Gestellte Aufgabe:
Tausche in der folgenden Auflistung überall „Place a pin on“ gegen „Drop a pin on“ aus und gib sie sonst unverändert wieder.

=====

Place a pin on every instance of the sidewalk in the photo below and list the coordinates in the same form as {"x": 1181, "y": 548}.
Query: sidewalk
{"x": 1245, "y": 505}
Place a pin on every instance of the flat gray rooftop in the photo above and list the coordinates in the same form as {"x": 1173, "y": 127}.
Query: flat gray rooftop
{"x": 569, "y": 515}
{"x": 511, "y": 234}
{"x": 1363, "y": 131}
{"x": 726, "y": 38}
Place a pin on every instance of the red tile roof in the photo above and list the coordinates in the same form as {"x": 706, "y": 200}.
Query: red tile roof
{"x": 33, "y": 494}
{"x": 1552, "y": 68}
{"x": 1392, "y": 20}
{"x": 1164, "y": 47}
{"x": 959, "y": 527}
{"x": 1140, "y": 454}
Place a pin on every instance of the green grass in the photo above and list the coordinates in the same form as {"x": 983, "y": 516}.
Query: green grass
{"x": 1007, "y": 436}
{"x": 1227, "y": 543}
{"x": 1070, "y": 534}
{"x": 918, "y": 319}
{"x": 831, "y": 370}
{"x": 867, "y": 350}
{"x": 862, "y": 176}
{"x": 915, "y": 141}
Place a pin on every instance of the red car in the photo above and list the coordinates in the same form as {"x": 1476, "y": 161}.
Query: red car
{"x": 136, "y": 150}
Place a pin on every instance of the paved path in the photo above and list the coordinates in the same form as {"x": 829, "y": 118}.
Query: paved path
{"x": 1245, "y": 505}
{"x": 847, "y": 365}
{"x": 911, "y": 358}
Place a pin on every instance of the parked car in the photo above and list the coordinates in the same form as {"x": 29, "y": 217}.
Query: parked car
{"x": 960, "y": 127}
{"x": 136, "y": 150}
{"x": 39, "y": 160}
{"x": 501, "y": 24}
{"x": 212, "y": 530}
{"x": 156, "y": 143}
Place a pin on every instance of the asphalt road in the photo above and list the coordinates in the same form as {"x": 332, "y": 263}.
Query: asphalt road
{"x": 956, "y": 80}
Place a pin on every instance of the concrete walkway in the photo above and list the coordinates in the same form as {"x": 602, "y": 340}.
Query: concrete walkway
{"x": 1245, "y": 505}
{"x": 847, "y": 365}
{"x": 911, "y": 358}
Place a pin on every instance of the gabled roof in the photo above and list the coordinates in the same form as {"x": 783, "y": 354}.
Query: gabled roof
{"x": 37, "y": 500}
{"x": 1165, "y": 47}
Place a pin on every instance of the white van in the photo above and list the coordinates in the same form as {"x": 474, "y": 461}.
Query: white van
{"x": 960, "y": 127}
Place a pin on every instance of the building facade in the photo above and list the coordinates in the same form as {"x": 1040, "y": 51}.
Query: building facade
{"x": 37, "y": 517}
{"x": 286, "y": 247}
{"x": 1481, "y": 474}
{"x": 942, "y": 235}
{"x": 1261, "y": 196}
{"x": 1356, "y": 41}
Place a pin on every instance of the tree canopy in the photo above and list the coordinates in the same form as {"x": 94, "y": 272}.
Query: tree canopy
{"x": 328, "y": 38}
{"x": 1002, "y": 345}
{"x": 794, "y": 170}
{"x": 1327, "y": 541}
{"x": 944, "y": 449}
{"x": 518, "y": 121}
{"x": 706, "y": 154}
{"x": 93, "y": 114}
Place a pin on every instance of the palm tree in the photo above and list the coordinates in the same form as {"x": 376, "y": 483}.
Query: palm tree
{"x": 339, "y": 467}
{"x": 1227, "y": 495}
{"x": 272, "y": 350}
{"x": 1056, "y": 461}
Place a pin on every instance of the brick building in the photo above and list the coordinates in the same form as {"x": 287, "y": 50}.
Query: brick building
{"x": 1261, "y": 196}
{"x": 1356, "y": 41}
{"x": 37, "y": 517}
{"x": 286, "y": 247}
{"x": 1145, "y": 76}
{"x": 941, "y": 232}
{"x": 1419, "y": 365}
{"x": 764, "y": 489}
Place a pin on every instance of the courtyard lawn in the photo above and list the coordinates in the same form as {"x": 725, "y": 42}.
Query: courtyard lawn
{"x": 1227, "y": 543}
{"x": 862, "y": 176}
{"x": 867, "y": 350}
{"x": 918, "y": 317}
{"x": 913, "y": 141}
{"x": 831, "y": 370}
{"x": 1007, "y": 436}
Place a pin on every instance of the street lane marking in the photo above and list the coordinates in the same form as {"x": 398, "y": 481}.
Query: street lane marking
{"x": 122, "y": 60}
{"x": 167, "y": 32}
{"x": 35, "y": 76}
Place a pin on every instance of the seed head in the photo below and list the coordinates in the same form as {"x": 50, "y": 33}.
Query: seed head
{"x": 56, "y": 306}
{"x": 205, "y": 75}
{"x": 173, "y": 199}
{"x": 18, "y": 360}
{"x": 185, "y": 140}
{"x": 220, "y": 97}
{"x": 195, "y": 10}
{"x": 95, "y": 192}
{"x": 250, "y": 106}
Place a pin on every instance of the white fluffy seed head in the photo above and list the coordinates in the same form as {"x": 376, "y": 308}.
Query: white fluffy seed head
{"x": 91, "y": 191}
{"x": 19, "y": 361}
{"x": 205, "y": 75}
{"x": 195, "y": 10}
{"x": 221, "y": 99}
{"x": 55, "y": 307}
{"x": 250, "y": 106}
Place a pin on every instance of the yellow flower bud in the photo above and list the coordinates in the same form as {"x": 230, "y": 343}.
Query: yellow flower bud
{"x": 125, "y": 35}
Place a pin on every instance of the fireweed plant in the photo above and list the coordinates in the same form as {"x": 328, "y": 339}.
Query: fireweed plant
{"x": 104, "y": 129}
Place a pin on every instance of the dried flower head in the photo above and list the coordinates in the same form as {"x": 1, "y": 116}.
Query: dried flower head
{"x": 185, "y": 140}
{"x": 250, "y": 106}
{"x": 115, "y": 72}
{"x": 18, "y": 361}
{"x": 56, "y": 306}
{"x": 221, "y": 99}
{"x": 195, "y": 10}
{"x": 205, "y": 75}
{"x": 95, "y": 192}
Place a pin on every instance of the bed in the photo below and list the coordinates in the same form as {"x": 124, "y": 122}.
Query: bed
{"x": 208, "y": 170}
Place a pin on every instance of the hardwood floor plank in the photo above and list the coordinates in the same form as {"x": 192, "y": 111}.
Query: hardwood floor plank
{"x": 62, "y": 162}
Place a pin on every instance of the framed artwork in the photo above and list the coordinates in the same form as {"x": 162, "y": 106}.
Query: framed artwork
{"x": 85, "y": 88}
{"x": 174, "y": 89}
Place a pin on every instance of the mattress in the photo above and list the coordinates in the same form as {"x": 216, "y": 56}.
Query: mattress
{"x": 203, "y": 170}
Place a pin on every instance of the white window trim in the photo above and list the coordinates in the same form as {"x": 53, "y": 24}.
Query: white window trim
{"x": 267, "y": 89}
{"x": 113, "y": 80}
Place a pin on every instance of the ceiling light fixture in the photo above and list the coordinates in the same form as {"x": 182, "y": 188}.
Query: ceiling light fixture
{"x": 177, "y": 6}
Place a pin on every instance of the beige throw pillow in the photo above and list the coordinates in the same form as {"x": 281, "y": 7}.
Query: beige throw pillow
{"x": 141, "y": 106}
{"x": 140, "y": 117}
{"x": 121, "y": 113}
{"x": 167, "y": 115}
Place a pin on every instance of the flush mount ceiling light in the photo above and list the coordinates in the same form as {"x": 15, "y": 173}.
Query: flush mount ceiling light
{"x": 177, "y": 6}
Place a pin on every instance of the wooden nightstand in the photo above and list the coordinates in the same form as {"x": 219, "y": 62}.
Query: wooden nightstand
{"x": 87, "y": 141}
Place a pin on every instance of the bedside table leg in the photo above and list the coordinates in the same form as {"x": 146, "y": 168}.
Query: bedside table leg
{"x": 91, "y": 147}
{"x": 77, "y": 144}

=====

Schriftliche Antwort:
Drop a pin on every instance of the sidewalk in the photo below and list the coordinates in the same form as {"x": 1181, "y": 548}.
Query: sidewalk
{"x": 1245, "y": 505}
Drop a pin on every instance of the flat gray rooftop in the photo above and list the coordinates in the same form as {"x": 1173, "y": 127}.
Query: flat gray rooftop
{"x": 569, "y": 515}
{"x": 511, "y": 234}
{"x": 1363, "y": 131}
{"x": 726, "y": 38}
Drop a pin on every instance of the red tile roof in the photo above and list the coordinates in the same form as {"x": 706, "y": 200}.
Query: red tile roof
{"x": 33, "y": 494}
{"x": 1552, "y": 68}
{"x": 1392, "y": 20}
{"x": 1164, "y": 47}
{"x": 959, "y": 527}
{"x": 1140, "y": 454}
Drop a pin on every instance of the green grass in the photo above and list the coordinates in the same form as {"x": 983, "y": 516}.
Query: green grass
{"x": 1007, "y": 436}
{"x": 1227, "y": 543}
{"x": 1070, "y": 534}
{"x": 918, "y": 319}
{"x": 831, "y": 370}
{"x": 867, "y": 350}
{"x": 862, "y": 176}
{"x": 915, "y": 141}
Drop a pin on every instance of the red car in the photo above and list the coordinates in the same form as {"x": 1476, "y": 161}.
Query: red car
{"x": 136, "y": 150}
Drop a pin on every instance of the paved path in the photo above and list the coordinates in the same form as {"x": 829, "y": 118}.
Query: paved path
{"x": 1245, "y": 505}
{"x": 847, "y": 365}
{"x": 911, "y": 358}
Drop a pin on every instance of the parked car in the photo above and list the coordinates in the same form as {"x": 29, "y": 217}.
Query: parked car
{"x": 960, "y": 127}
{"x": 136, "y": 150}
{"x": 39, "y": 160}
{"x": 501, "y": 24}
{"x": 212, "y": 530}
{"x": 156, "y": 143}
Drop a pin on every instance of the asphalt road in the photo above and list the coordinates in the same form as {"x": 332, "y": 263}.
Query: asphalt road
{"x": 956, "y": 80}
Drop a pin on every instance of the concrete walkway in the photo above and list the coordinates in the same form as {"x": 602, "y": 340}.
Query: concrete walkway
{"x": 1245, "y": 505}
{"x": 847, "y": 365}
{"x": 911, "y": 358}
Drop a pin on every instance of the gabled roof in the photo above and list the coordinates in the same form as {"x": 783, "y": 354}.
Query: gabled roof
{"x": 37, "y": 500}
{"x": 1165, "y": 47}
Drop a pin on every instance of the white van in the photo above and list the coordinates in the same form as {"x": 474, "y": 461}.
Query: white van
{"x": 960, "y": 127}
Drop a pin on every instance of the building facade in the photo above and list the coordinates in the same form as {"x": 1040, "y": 51}.
Query: building facade
{"x": 37, "y": 517}
{"x": 286, "y": 247}
{"x": 1481, "y": 474}
{"x": 942, "y": 235}
{"x": 1261, "y": 196}
{"x": 1356, "y": 41}
Drop a pin on every instance of the tree canopy in the photo above and list the coordinates in the same form as {"x": 94, "y": 272}.
Query: tree canopy
{"x": 328, "y": 38}
{"x": 1002, "y": 345}
{"x": 794, "y": 170}
{"x": 1327, "y": 541}
{"x": 944, "y": 449}
{"x": 518, "y": 121}
{"x": 706, "y": 154}
{"x": 93, "y": 114}
Drop a pin on every instance of the palm tree in the photo above and list the coordinates in the same form as {"x": 376, "y": 483}.
Query: palm tree
{"x": 339, "y": 467}
{"x": 1227, "y": 495}
{"x": 272, "y": 350}
{"x": 1056, "y": 461}
Drop a pin on every instance of the brick building in the photo above and list the coordinates in the same form as {"x": 287, "y": 50}.
Query: brick building
{"x": 1261, "y": 196}
{"x": 1356, "y": 41}
{"x": 37, "y": 517}
{"x": 286, "y": 247}
{"x": 1145, "y": 76}
{"x": 941, "y": 232}
{"x": 1419, "y": 365}
{"x": 764, "y": 489}
Drop a pin on every instance of the courtyard lawn in the photo above and list the coordinates in the same form as {"x": 725, "y": 42}.
Query: courtyard lawn
{"x": 1227, "y": 543}
{"x": 862, "y": 176}
{"x": 867, "y": 350}
{"x": 918, "y": 317}
{"x": 913, "y": 141}
{"x": 831, "y": 370}
{"x": 1007, "y": 436}
Drop a pin on every instance of the street lane marking in the photo above and list the coordinates in the same form as {"x": 398, "y": 481}.
Query: street lane marking
{"x": 122, "y": 60}
{"x": 167, "y": 32}
{"x": 35, "y": 76}
Drop a pin on every instance of the seed head in the photo below and list the coordinates in the same form as {"x": 50, "y": 33}.
Query: seed head
{"x": 56, "y": 306}
{"x": 205, "y": 75}
{"x": 173, "y": 199}
{"x": 18, "y": 360}
{"x": 185, "y": 140}
{"x": 220, "y": 97}
{"x": 195, "y": 10}
{"x": 95, "y": 192}
{"x": 250, "y": 106}
Drop a pin on every instance of the white fluffy seed head in the photo above and list the coordinates in the same form as {"x": 376, "y": 308}.
Query: white fluffy seed head
{"x": 91, "y": 191}
{"x": 19, "y": 361}
{"x": 205, "y": 75}
{"x": 195, "y": 10}
{"x": 221, "y": 99}
{"x": 55, "y": 307}
{"x": 250, "y": 106}
Drop a pin on every instance of the yellow flower bud in the photo above and list the coordinates in the same form as {"x": 230, "y": 343}.
Query: yellow flower bud
{"x": 125, "y": 35}
Drop a pin on every instance of the fireweed plant in the photo above and list the coordinates in the same form as {"x": 328, "y": 339}.
Query: fireweed plant
{"x": 104, "y": 129}
Drop a pin on every instance of the dried flower head in the photo above and list the coordinates in the same form as {"x": 1, "y": 116}.
Query: dried flower head
{"x": 185, "y": 140}
{"x": 250, "y": 106}
{"x": 115, "y": 72}
{"x": 18, "y": 361}
{"x": 56, "y": 306}
{"x": 221, "y": 99}
{"x": 195, "y": 10}
{"x": 205, "y": 75}
{"x": 95, "y": 192}
Drop a pin on every instance of the bed in the photo below and list the coordinates in the same form as {"x": 124, "y": 122}.
Query: bed
{"x": 208, "y": 170}
Drop a pin on every instance of the hardwood floor plank in the photo above and list the coordinates in the same form as {"x": 192, "y": 111}.
Query: hardwood floor plank
{"x": 62, "y": 162}
Drop a pin on every instance of the framed artwork in the photo above and list the coordinates in the same form as {"x": 162, "y": 106}.
Query: framed artwork
{"x": 85, "y": 88}
{"x": 174, "y": 89}
Drop a pin on every instance of the mattress in the photo above and list the coordinates in the same form as {"x": 216, "y": 56}.
Query: mattress
{"x": 203, "y": 170}
Drop a pin on every instance of the white window trim in the photo above and list the coordinates in the same form as {"x": 53, "y": 24}.
Query: white window trim
{"x": 267, "y": 89}
{"x": 113, "y": 80}
Drop a pin on every instance of the ceiling light fixture in the photo above and list the coordinates in the same form as {"x": 182, "y": 188}.
Query: ceiling light fixture
{"x": 177, "y": 6}
Drop a pin on every instance of the beige throw pillow in the photo above and list the coordinates in the same form as {"x": 281, "y": 7}.
Query: beige throw pillow
{"x": 141, "y": 106}
{"x": 140, "y": 117}
{"x": 121, "y": 113}
{"x": 167, "y": 115}
Drop a pin on every instance of the flush mount ceiling light in the photo above and list the coordinates in the same form as {"x": 15, "y": 173}.
Query: flush mount ceiling light
{"x": 177, "y": 6}
Drop a pin on every instance of the wooden nightstand in the photo above and list the coordinates in the same form as {"x": 219, "y": 62}.
Query: wooden nightstand
{"x": 87, "y": 141}
Drop a pin on every instance of the bedside table leg in the photo above and list the coordinates in the same form as {"x": 146, "y": 168}.
Query: bedside table leg
{"x": 91, "y": 147}
{"x": 77, "y": 144}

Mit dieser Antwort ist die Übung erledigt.